*** Data in this exercise ***

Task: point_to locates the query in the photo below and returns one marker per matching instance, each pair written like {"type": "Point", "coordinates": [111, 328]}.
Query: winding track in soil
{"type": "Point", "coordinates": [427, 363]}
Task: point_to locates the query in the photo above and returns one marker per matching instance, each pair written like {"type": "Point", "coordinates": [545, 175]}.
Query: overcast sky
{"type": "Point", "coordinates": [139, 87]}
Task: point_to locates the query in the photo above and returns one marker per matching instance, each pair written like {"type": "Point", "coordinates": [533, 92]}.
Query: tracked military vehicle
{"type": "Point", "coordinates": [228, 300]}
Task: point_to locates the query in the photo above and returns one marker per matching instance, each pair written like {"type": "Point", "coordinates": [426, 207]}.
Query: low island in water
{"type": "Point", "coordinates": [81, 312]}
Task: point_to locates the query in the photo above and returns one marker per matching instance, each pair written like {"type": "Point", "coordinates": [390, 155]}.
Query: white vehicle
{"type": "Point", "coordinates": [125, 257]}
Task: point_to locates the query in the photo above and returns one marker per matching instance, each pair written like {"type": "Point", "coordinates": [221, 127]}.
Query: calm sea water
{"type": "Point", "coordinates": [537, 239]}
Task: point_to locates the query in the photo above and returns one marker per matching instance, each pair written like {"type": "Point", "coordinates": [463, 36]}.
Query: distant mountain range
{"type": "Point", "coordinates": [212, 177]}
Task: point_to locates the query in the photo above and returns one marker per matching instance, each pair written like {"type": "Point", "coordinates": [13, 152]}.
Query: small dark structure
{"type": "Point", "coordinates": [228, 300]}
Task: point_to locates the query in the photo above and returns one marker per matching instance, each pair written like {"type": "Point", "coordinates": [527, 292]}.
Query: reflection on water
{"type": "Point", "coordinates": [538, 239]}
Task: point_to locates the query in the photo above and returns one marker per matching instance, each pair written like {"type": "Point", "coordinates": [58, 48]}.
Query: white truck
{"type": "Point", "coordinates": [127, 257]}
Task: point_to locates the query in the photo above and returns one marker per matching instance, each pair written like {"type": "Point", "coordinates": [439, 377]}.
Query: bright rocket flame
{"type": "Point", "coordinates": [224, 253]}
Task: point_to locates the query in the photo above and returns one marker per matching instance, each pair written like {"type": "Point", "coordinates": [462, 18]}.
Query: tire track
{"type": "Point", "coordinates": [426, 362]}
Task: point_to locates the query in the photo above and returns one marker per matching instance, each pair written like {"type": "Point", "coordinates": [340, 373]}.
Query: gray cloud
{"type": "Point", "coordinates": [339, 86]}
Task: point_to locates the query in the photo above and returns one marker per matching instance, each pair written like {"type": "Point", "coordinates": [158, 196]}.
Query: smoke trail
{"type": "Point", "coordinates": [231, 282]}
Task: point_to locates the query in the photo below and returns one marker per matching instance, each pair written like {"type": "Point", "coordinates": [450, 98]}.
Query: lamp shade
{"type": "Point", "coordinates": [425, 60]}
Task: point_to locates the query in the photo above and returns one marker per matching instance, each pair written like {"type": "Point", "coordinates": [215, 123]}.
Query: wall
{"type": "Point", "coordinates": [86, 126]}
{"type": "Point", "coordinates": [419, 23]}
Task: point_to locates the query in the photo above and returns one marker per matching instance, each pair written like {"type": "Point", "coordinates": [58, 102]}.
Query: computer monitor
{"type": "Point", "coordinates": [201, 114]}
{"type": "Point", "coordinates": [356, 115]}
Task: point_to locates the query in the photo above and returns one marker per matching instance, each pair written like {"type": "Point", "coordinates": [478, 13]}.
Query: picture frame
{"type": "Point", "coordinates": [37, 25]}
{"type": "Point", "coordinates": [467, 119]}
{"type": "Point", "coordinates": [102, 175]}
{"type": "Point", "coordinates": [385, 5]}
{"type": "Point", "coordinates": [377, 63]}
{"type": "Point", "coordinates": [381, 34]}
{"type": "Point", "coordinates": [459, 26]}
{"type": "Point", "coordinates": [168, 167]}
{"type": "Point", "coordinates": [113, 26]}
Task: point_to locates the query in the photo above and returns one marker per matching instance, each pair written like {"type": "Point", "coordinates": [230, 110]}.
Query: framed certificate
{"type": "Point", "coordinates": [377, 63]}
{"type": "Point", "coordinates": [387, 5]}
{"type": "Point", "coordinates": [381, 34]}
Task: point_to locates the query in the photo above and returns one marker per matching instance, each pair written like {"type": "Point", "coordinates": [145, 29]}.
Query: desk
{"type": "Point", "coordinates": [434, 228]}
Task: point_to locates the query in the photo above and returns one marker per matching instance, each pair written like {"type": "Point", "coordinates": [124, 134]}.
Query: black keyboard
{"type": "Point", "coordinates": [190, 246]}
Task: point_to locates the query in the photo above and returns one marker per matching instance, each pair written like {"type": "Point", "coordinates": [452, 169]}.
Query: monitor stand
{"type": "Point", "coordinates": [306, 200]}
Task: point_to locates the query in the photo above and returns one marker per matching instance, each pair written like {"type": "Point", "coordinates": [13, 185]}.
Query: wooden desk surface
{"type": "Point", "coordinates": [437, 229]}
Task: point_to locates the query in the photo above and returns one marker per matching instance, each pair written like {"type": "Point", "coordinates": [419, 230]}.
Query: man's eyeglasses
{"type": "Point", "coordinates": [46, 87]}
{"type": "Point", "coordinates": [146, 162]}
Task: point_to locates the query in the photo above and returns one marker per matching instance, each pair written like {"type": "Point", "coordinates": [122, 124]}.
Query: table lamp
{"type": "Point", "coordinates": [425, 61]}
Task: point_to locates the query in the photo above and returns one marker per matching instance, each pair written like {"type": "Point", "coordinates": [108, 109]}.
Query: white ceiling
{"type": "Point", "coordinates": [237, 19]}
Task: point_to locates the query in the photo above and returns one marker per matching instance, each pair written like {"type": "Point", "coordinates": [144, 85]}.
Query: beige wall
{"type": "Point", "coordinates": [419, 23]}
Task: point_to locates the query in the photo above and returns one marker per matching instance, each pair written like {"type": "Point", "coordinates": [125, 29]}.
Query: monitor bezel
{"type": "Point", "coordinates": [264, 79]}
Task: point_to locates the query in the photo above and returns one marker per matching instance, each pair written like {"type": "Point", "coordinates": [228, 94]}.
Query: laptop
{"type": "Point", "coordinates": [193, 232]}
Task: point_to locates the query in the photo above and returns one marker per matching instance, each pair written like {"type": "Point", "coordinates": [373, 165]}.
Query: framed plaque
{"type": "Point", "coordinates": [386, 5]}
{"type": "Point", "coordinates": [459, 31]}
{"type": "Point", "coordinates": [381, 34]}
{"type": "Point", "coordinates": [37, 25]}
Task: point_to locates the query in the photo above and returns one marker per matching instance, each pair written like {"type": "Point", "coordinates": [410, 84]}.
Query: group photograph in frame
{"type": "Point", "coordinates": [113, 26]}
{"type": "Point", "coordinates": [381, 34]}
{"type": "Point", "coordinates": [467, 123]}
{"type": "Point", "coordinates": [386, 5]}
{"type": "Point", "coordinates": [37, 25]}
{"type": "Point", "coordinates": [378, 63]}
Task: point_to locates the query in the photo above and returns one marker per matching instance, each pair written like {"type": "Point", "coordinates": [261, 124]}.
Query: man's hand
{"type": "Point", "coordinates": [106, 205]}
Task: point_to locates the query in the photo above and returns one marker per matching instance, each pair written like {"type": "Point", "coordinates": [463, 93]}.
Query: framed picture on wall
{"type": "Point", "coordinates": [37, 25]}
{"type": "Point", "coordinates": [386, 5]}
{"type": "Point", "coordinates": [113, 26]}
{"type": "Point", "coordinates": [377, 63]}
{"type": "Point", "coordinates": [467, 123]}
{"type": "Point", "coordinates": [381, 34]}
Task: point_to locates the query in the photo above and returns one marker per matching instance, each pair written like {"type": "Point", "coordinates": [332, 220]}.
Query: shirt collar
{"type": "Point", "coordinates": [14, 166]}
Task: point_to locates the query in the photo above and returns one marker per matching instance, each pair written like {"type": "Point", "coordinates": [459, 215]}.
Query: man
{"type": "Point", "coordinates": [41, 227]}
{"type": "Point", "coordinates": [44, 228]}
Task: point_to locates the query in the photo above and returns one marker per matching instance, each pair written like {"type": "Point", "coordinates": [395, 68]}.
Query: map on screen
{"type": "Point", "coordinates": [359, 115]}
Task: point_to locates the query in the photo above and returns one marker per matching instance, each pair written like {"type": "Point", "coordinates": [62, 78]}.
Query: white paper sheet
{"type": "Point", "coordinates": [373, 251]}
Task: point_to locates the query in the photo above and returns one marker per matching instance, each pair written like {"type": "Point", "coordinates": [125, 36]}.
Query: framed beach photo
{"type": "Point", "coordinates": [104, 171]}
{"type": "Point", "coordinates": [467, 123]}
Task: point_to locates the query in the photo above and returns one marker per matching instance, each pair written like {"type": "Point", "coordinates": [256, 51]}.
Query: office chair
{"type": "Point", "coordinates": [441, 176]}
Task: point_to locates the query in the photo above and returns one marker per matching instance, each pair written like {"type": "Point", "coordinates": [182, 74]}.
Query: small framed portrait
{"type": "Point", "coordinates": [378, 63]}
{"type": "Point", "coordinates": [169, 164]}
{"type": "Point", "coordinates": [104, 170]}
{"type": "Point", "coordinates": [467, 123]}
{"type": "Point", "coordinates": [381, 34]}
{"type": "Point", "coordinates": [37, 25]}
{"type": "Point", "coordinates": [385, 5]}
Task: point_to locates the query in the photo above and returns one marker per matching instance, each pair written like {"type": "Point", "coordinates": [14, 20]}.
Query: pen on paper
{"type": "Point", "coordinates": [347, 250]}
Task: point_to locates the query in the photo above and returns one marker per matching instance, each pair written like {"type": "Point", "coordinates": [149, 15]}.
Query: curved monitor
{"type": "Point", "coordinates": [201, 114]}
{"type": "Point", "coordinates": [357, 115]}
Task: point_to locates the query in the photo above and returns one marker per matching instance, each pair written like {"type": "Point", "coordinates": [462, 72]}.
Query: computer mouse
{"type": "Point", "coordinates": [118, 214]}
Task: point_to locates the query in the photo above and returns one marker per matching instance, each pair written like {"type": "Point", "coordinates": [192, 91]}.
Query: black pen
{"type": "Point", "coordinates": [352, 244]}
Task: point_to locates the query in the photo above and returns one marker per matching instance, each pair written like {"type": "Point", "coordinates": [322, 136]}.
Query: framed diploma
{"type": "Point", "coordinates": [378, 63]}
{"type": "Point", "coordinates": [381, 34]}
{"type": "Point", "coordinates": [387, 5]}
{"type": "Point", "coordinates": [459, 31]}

***

Looking at the data above, say how many lines contain the word "below", with no added words.

2